#### Opdracht
Wil je uit de tekst over de evaluatie van de VEKI-regeling letterlijk overnemen wat er staat van "Aan de Voorzitter" tot en met "evaluatieonderzoek."?

De voordracht voor de vast te stellen ministeriële regeling kan niet eerder worden
gedaan dan op 26 juni 2025. dan wel binnen veertien dagen na het verstrekken van de
in de vorige volzin bedoelde inlichtingen.
Aan de Voorzitter van de Tweede Kamer der Staten-Generaal
Den Haag, 26 mei 2025
Hierbij stuur ontvangt u het evaluatierapport van de subsidieregeling Versnelde Klimaatinvesteringen
Industrie (VEKI) over de periode van 2019 tot en met 2023, opgesteld door Dialogic.
De VEKI is een module uit de Regeling nationale EZK- en LNV-subsidies (RNES) die investeringssteun
biedt voor bedrijven in de industrie die CO2-reducerende maatregelen willen uitvoeren. Het evaluatierapport geeft gevolg aan de
periodieke evaluatieverplichting van subsidieregelingen op grond van de Regeling periodiek
evaluatieonderzoek.

#### Getoonde gegevens
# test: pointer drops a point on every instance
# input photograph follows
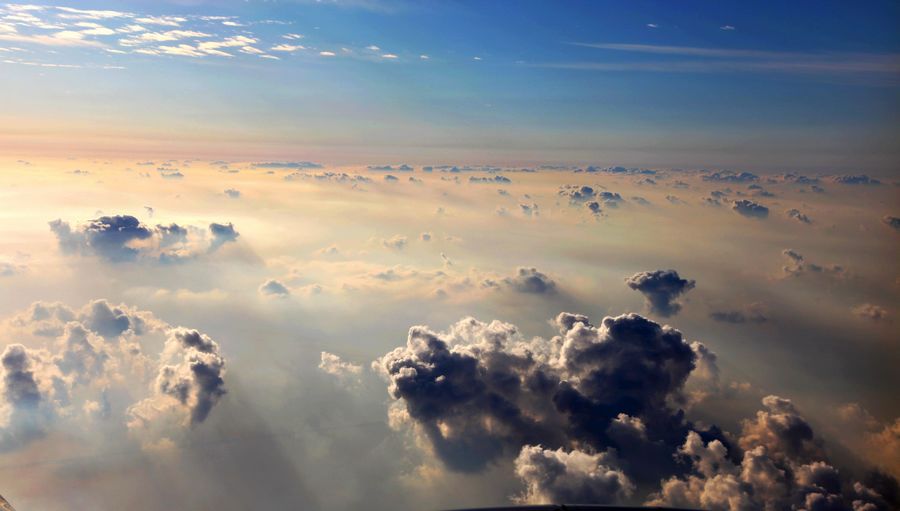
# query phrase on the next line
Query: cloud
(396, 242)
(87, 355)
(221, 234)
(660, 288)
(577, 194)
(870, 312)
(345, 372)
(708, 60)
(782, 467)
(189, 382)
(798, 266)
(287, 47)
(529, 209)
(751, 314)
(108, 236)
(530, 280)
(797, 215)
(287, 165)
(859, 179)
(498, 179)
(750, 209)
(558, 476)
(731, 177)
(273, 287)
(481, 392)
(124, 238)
...
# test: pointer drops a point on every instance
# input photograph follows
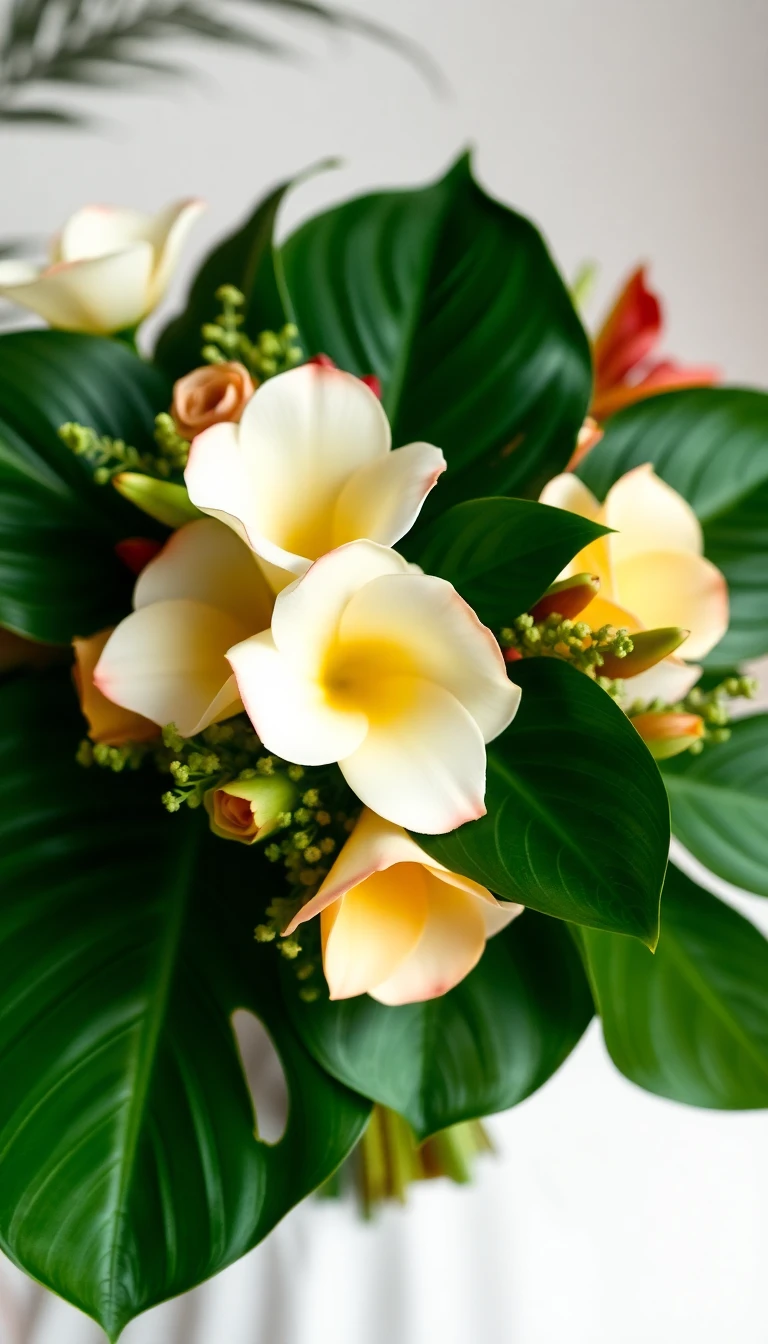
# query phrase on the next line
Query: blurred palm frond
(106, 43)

#### Oplossing
Aan de Voorzitter van de Tweede Kamer der Staten-Generaal
Den Haag, 26 mei 2025
Hierbij stuur ontvangt u het evaluatierapport van de subsidieregeling Versnelde Klimaatinvesteringen
Industrie (VEKI) over de periode van 2019 tot en met 2023, opgesteld door Dialogic.
De VEKI is een module uit de Regeling nationale EZK- en LNV-subsidies (RNES) die investeringssteun
biedt voor bedrijven in de industrie die CO2-reducerende maatregelen willen uitvoeren. Het evaluatierapport geeft gevolg aan de
periodieke evaluatieverplichting van subsidieregelingen op grond van de Regeling periodiek
evaluatieonderzoek.